> _DOCUMENT EXTRACT_
******

Senior Stigmas

Seniors girls shed light on the stigmas they had about school, style, and relationships, how they have changed throughout the years, and their advice for underclassmen.

Lydia+Crowley+poses+when+she+was+a+freshmen%2C+four+years+ago.

Crowley photo

Lydia Crowley poses when she was a freshmen, four years ago.

In a group discussion of four Triton senior girls, all managed to recall a time in their adolescence where they deemed it necessary to achieve perfection.

“I feel like every girl has had a point in their life where they needed to be perfect,” stated Triton senior Lindsey Gardella. 

Throughout the past several decades, a plethora of feats have been achieved by those of high school age. These include the Little Rock Nine putting an end to racially segregated schools in the South, Pakistani activist Malala Yousafzai winning a Nobel Peace Prize for her advocation of girls’ education, and the students of Marjory Stoneman Douglas High School actively pushing for a change in American gun laws. There are of course underlying challenges high schoolers face in their day-to-day lives that are perhaps far less daunting, and equally as unrecognized. For girls, “public appearance” can often be confused with “self worth,” or vice versa. To many Triton seniors, these terms are less likely to correlate with one another as the high school years progress. To further investigate this undercover phenomenon, the Triton Voice had the opportunity to sit down with eight senior girls to truly understand how they have changed throughout high school.

“I remember I started straightening my hair [in middle school],” chimed in Jessica Hood. “I would straighten all of my hair because one piece was wavy.”

For all eight senior girls interviewed, however, there was a dramatic shift that often naturally progressed from the beginning to the end of high school. Typically, as these girls aged, they developed more lax morning routines, higher confidence levels associated with wardrobe and makeup, and shrunken needs for social acceptance.

“Freshman year, I literally used to get up at like 5:30 to get ready and do my makeup, but now I wake up at about 7:15,” said Savannah Nolan.

******

> _PROBLEM REQUIREMENTS_
In the article on senior stigmas, at what time does Savannah Nolan say she wakes up now? The data that comes next is separate material with no connection to the article on senior stigmas.

(Dataset excerpts on object pointing)
******

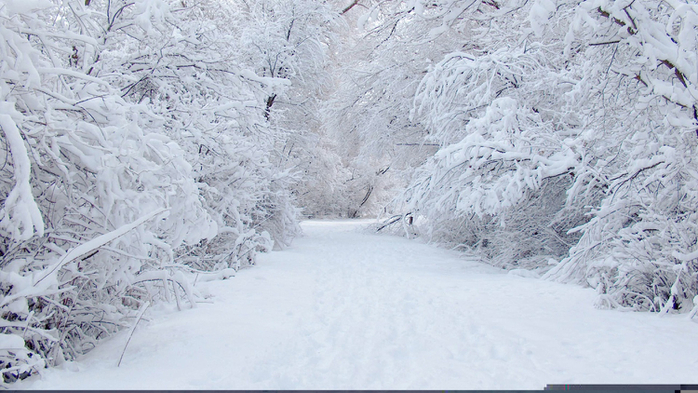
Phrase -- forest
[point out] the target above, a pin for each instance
(150, 144)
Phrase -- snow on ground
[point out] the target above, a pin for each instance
(346, 309)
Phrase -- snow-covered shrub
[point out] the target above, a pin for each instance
(575, 117)
(133, 152)
(501, 190)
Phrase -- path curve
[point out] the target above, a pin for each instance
(347, 309)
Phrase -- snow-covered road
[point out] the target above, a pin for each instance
(345, 309)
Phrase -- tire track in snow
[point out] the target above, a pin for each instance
(345, 309)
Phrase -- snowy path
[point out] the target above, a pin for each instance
(346, 309)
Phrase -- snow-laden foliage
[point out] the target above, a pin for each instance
(568, 134)
(134, 152)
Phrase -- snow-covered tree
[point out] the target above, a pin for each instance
(568, 131)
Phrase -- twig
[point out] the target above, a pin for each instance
(133, 329)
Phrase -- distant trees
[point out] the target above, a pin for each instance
(138, 151)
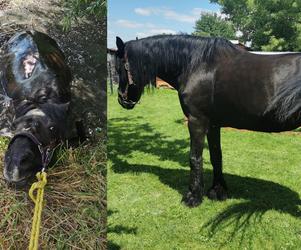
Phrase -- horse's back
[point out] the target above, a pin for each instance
(245, 87)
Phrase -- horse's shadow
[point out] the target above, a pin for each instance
(258, 196)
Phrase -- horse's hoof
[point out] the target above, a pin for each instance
(217, 192)
(192, 199)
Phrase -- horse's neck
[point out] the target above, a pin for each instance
(170, 71)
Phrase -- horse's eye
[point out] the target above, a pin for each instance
(36, 124)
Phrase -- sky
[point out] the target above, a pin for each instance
(129, 19)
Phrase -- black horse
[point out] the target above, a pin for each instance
(35, 89)
(219, 85)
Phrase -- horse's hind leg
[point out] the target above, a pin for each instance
(219, 188)
(197, 129)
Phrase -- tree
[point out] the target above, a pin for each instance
(269, 24)
(75, 9)
(213, 25)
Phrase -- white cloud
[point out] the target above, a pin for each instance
(152, 32)
(143, 11)
(168, 13)
(128, 24)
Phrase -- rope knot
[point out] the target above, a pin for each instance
(38, 201)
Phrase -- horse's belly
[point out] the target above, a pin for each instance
(254, 122)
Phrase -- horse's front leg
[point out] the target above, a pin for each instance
(197, 130)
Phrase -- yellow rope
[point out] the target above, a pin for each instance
(38, 200)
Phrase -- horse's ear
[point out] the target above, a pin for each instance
(65, 106)
(120, 47)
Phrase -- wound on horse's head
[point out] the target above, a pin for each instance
(29, 64)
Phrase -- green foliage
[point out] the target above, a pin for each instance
(76, 9)
(213, 25)
(269, 24)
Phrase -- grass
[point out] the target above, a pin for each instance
(148, 174)
(74, 215)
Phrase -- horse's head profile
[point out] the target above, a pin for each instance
(37, 131)
(36, 78)
(129, 90)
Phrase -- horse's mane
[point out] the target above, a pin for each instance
(183, 52)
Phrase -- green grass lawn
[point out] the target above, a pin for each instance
(148, 174)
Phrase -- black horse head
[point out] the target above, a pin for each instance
(37, 130)
(37, 80)
(129, 90)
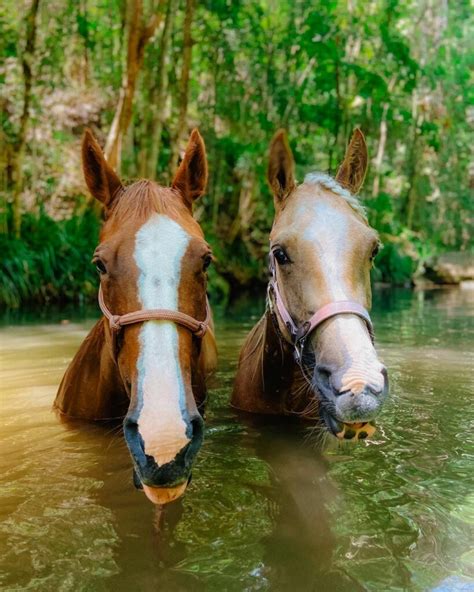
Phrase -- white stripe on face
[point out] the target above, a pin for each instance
(160, 245)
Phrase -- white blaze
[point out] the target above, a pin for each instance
(159, 248)
(330, 237)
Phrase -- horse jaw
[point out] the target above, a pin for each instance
(164, 495)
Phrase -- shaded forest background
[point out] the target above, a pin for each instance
(142, 73)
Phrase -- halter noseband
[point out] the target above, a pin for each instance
(299, 334)
(117, 322)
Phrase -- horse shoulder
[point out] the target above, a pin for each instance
(91, 388)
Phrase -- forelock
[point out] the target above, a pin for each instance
(331, 184)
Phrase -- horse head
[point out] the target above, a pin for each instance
(322, 249)
(152, 256)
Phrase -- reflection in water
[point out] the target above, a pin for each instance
(266, 510)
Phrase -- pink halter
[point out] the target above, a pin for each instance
(117, 322)
(299, 334)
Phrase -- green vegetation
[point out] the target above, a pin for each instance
(239, 70)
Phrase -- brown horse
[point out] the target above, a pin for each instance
(312, 351)
(149, 366)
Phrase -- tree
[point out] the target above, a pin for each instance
(20, 145)
(138, 36)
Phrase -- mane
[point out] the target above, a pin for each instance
(143, 198)
(330, 183)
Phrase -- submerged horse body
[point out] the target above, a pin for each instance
(312, 352)
(147, 359)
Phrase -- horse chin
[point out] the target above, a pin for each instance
(349, 431)
(164, 495)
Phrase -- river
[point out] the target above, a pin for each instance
(266, 509)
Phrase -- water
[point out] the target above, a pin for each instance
(265, 511)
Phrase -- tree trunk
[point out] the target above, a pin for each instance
(380, 151)
(158, 96)
(138, 37)
(183, 87)
(20, 145)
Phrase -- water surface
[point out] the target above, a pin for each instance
(266, 509)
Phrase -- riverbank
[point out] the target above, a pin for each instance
(51, 264)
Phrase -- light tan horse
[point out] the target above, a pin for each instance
(312, 352)
(152, 260)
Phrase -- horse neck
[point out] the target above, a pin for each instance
(268, 379)
(91, 387)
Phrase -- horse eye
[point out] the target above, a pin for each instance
(207, 261)
(375, 251)
(100, 266)
(281, 256)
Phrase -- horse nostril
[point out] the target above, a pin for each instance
(323, 376)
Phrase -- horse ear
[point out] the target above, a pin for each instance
(281, 167)
(351, 173)
(191, 177)
(101, 179)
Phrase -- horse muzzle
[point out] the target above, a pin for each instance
(162, 483)
(349, 415)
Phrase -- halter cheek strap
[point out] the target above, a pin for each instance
(117, 322)
(299, 333)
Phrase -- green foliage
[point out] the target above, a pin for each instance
(51, 262)
(402, 71)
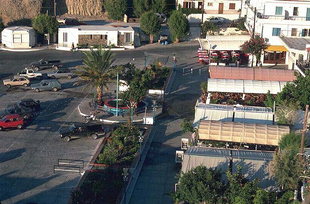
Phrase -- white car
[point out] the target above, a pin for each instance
(218, 20)
(30, 73)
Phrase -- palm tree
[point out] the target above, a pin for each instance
(97, 70)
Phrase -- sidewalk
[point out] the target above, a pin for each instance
(158, 176)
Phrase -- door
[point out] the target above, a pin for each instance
(221, 8)
(308, 14)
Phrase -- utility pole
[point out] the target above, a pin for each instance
(55, 6)
(303, 132)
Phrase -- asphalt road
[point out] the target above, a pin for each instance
(27, 156)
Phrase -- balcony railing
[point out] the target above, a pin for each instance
(276, 17)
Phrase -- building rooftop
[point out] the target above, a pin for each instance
(108, 27)
(245, 86)
(296, 43)
(217, 72)
(19, 28)
(241, 132)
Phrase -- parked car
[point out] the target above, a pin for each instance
(11, 121)
(218, 20)
(46, 85)
(45, 64)
(61, 73)
(85, 130)
(25, 112)
(30, 73)
(16, 81)
(162, 17)
(30, 103)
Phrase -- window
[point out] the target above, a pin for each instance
(232, 6)
(127, 37)
(276, 31)
(65, 37)
(279, 10)
(294, 32)
(295, 11)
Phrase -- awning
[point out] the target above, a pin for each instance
(276, 48)
(241, 132)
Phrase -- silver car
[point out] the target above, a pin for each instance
(61, 73)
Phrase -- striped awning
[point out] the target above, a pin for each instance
(276, 48)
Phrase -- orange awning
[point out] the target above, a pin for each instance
(276, 48)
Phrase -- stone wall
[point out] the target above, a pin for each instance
(92, 39)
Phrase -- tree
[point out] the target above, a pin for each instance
(45, 24)
(97, 70)
(1, 25)
(298, 91)
(150, 24)
(208, 27)
(286, 168)
(135, 93)
(116, 8)
(290, 140)
(178, 25)
(200, 185)
(254, 46)
(141, 6)
(159, 6)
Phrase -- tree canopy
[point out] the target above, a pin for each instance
(115, 8)
(150, 24)
(254, 46)
(44, 24)
(97, 70)
(178, 25)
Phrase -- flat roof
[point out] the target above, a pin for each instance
(296, 43)
(108, 27)
(247, 73)
(245, 86)
(248, 133)
(19, 28)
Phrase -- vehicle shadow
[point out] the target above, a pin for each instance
(6, 156)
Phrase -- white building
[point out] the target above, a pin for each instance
(93, 35)
(229, 9)
(275, 18)
(18, 37)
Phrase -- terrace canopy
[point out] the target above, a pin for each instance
(245, 86)
(241, 132)
(218, 72)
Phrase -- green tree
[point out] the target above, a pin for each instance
(200, 185)
(116, 8)
(97, 70)
(150, 24)
(45, 24)
(298, 91)
(141, 6)
(254, 46)
(291, 140)
(1, 25)
(208, 27)
(187, 126)
(178, 25)
(287, 168)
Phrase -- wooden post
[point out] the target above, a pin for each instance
(304, 130)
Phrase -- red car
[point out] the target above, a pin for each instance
(11, 121)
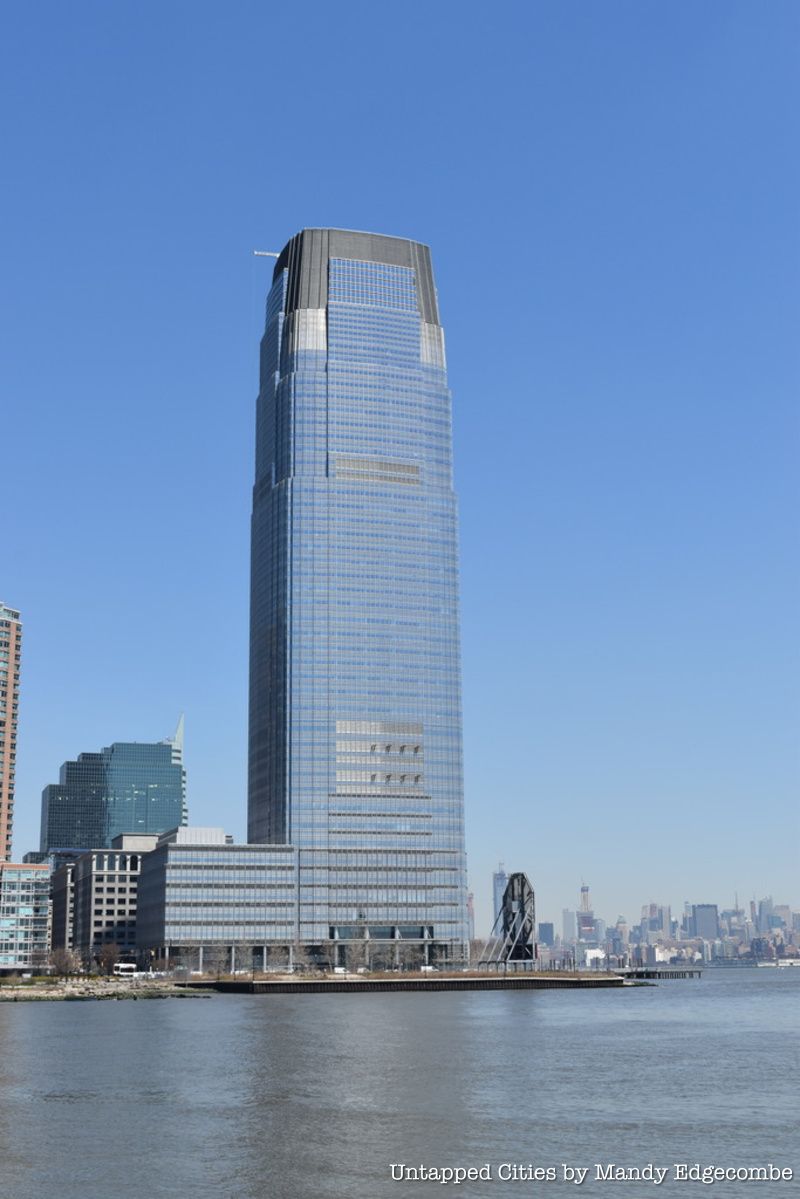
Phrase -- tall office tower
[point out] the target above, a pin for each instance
(355, 727)
(499, 884)
(11, 636)
(131, 787)
(705, 921)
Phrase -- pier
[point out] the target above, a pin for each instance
(361, 983)
(659, 971)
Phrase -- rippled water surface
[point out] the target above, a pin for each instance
(316, 1096)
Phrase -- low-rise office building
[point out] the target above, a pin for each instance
(198, 891)
(24, 916)
(104, 892)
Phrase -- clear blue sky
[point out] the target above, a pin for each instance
(611, 192)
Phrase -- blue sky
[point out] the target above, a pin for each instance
(611, 193)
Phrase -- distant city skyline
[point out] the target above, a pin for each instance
(614, 223)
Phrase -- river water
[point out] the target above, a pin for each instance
(300, 1097)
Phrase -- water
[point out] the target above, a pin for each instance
(314, 1096)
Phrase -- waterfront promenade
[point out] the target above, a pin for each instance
(342, 984)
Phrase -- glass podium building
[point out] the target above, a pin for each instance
(355, 724)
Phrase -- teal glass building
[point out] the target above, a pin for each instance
(355, 723)
(133, 787)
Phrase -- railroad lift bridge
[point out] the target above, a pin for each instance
(512, 941)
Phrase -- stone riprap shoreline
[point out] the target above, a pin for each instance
(94, 988)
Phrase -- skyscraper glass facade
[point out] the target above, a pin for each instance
(130, 787)
(355, 739)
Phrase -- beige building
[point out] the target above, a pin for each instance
(11, 634)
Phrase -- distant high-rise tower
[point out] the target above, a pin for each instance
(11, 636)
(355, 725)
(128, 787)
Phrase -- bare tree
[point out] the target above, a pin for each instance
(301, 958)
(476, 951)
(108, 956)
(410, 955)
(358, 955)
(216, 959)
(65, 962)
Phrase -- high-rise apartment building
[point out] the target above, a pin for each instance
(24, 899)
(355, 727)
(11, 636)
(131, 787)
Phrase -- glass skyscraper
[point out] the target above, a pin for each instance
(128, 787)
(355, 725)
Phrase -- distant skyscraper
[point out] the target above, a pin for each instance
(127, 788)
(11, 634)
(705, 921)
(585, 920)
(355, 727)
(499, 884)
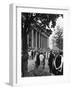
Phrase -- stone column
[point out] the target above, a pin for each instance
(32, 39)
(39, 40)
(36, 39)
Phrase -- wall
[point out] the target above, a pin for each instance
(4, 42)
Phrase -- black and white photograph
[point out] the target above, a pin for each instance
(41, 44)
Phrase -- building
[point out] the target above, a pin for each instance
(37, 40)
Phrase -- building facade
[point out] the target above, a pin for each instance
(37, 40)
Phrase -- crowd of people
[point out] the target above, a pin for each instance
(55, 61)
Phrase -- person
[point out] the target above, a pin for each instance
(58, 65)
(50, 61)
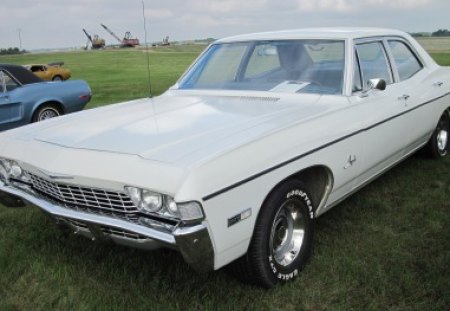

******

> _EXERCISE RESPONSE_
About 7:15.